■ AIM A ■
Output the entries from their start through the line containing "Target: green field", both ends included, reproducing each line word for word. Leave the pictures out of your answer.

■ TEXT BLOCK ■
○ ○ ○ ○

Style / Bonus round: accessories
Bridging the gap between the glossy ideal and the messiness of life
Beat Kicks headphone covers, ideas
Images provided by makers
“You shop like a man,” a man said to me as we stepped out of the hat store. I had tried on six royal-wedding-worthy toppers and left with two in a hat box, all in ten minutes. I had no idea what my strutting companion meant. He was older, so maybe to him “shopping like a man” meant that I was determined or efficient or willing to do anything to get out of the store quickly. But to me, it was as if I were a little kid on a rainy camping trip who suddenly got loosed into a tourist-trap candy store: I am not going to see anything so wonderful for a long, long time, so I must grab what I can.
I cannot be the only one who has experiences like this. Do you ever walk into a store, a bakery, a car lot—whatever your passion—and hear angels sing?
Hats, like shoes, golf clubs, and practical bras, are difficult to buy for other people. Sometimes, they are difficult to buy for ourselves. Fit is critical, and so is confidence. There may be no other style item where getting it wrong feels so internally jarring. Did you slip the wrong tote over your shoulder? Eh, swing it around to the back. Two different shoes to a party? Who hasn’t? (Or is that seriously just me?) You had no idea that the eye shadow you borrowed from your child was designed to sprinkle glitter atop your cheeks and nose? Relax. We can all stand to sparkle a little more. But a hat will not be dismissed. Like the top of a wedding cake, it demands attention. It is a frame for the face, a crown. Fortunately, there is a fail-proof approach to buying a hat. First, try them on, all of them, whenever and wherever you get a chance. Hat expertise, like most of the important things in life, has a learning curve, and, because most of us brave the winter climes with only our vanity as insulation, we never advance out of amateur status, and we freeze. A second bit of advice: only buy the hat if, while you are under it, you smile. You have to love your hat, and it has to love you.

○ ○ ○ ○

■ EXCERPTED RECORDS ■

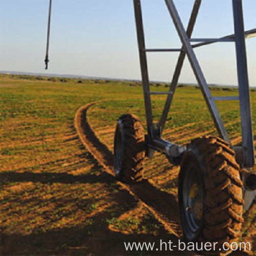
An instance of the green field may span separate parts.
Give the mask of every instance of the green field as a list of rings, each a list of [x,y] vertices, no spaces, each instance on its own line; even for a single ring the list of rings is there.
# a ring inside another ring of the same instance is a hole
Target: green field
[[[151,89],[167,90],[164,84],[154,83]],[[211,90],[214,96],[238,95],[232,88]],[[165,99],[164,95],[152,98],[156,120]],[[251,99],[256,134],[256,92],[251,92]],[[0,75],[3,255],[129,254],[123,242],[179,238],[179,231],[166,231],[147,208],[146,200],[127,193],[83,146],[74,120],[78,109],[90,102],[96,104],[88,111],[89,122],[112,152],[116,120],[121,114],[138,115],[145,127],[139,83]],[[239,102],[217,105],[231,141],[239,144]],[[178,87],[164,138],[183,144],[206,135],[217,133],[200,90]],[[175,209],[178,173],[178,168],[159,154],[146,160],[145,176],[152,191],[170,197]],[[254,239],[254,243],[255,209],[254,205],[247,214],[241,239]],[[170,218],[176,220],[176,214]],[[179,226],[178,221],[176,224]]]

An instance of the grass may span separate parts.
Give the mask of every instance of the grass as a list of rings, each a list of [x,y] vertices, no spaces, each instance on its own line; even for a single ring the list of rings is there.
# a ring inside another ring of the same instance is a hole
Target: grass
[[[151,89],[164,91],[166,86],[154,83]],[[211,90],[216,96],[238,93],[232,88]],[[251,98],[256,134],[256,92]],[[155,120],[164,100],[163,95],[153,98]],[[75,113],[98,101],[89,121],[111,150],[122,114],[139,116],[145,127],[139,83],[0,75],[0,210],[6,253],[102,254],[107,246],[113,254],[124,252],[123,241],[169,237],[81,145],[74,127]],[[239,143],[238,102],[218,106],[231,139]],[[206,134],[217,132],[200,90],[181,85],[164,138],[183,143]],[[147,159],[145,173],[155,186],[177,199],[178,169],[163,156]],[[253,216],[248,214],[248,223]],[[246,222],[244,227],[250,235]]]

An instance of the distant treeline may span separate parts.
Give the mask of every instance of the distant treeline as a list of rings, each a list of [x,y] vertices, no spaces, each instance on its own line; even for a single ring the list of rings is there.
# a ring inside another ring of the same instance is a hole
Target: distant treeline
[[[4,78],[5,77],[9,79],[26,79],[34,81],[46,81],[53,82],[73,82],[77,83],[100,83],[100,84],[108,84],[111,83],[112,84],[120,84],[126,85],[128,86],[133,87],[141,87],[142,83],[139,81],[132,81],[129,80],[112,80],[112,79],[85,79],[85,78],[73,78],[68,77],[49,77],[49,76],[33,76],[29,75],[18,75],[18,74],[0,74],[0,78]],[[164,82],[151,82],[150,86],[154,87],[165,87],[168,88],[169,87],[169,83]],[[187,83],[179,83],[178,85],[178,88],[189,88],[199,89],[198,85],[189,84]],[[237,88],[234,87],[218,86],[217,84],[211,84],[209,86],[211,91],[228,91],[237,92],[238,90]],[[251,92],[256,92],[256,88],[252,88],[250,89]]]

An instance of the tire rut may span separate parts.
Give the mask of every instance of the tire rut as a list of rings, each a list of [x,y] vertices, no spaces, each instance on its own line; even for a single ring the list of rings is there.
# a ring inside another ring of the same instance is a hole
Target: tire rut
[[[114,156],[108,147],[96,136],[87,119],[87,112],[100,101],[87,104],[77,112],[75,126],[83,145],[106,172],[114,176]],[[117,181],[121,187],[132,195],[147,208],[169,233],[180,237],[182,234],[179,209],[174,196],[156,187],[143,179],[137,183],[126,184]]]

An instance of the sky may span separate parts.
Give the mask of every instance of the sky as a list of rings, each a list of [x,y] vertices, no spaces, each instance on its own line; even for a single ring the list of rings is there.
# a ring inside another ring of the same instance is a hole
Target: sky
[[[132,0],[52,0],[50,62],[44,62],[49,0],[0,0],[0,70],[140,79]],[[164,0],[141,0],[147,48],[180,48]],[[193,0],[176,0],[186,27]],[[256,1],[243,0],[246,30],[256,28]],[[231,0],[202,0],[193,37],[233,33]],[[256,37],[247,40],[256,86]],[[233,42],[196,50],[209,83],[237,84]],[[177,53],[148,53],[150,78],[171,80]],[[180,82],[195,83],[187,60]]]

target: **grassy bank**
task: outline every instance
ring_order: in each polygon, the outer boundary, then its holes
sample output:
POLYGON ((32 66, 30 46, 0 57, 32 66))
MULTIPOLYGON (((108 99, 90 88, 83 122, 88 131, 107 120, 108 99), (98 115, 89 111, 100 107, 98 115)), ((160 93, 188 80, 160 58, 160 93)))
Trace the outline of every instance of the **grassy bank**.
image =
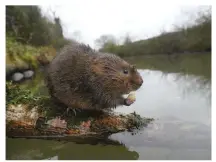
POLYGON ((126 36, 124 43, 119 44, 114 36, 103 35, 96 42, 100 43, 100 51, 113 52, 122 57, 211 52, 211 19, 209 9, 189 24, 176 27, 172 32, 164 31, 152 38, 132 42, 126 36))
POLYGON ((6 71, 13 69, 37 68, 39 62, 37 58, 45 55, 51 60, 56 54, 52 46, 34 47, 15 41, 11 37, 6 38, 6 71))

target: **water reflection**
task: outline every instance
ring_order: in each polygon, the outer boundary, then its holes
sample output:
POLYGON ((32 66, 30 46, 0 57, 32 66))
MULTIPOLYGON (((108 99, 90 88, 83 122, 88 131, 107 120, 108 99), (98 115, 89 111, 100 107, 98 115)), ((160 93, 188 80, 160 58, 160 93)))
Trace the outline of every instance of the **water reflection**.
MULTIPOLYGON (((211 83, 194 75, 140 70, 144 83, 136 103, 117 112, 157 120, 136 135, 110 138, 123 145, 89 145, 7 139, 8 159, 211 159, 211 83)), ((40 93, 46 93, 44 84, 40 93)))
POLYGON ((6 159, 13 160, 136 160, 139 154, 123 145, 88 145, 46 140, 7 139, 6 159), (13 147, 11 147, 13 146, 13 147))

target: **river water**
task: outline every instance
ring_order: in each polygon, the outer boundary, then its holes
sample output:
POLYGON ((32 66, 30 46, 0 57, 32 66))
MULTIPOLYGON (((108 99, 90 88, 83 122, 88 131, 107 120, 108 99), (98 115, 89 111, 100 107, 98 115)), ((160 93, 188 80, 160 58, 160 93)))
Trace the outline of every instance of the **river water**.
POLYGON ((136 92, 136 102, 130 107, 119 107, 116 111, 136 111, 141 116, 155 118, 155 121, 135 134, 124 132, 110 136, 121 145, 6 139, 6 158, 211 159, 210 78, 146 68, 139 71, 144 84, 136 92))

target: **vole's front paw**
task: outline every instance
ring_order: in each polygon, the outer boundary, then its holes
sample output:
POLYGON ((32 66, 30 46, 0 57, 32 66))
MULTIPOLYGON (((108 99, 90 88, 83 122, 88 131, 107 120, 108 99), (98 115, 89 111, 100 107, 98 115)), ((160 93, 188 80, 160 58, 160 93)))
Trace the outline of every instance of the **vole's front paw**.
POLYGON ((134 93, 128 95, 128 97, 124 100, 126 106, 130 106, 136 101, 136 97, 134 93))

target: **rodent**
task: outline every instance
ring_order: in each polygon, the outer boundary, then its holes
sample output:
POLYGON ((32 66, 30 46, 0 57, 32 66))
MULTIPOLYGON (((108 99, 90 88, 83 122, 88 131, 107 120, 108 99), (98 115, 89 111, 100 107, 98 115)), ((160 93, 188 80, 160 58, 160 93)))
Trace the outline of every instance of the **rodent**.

○ ○ ○ ○

■ AIM B ■
According to the essay on buying hats, what is the second piece of advice for choosing one?

■ CORRECT ANSWER A ■
An instance of the green field may span separate parts.
Give the mask of every instance of the green field as a list of rings, each a list of [x,y] vertices, no spaces, each instance on its own line; even for a single ring the list of rings is there.
# a ring inside another ring of the same instance is a hole
Target: green field

■ CORRECT ANSWER B ■
Only buy the hat if you smile while you are under it.